Report only the number of lines in the listing below that contain the string "gripping", treating uppercase and lowercase as distinct.

Records from a data collection:
▶

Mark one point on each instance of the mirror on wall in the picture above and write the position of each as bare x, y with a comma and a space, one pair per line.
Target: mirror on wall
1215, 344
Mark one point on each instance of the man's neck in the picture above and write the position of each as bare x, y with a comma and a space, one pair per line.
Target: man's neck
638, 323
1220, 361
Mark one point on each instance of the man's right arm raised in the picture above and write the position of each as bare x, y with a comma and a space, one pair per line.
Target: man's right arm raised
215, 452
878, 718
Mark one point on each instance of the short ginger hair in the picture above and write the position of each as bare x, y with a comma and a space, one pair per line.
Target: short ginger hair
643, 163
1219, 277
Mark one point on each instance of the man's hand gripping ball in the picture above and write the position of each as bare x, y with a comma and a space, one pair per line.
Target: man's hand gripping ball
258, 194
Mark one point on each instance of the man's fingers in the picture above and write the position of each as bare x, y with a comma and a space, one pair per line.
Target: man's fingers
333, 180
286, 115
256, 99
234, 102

◀
▶

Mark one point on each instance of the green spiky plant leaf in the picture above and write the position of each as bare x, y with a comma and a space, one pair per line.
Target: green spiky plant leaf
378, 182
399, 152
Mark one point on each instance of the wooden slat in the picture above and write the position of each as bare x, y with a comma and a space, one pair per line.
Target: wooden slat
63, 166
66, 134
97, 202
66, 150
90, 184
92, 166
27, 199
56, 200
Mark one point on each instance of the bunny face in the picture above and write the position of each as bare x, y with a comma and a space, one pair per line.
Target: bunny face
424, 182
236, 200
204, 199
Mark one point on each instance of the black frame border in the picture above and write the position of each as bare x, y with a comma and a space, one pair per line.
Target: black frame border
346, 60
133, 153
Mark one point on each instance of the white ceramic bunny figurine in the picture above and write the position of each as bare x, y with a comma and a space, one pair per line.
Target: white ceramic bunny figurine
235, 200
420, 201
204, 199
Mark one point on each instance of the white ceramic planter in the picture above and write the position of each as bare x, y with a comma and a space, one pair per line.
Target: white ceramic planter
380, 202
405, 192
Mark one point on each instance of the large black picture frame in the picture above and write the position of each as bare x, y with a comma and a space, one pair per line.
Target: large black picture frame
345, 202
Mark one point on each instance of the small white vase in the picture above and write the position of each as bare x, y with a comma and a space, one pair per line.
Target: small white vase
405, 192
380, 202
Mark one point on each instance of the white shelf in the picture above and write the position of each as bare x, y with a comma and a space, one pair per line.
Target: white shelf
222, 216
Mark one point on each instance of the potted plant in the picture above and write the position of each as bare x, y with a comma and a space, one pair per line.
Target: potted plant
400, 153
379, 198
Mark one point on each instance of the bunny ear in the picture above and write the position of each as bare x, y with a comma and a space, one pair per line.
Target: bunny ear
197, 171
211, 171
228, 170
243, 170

◀

**ANSWER**. 2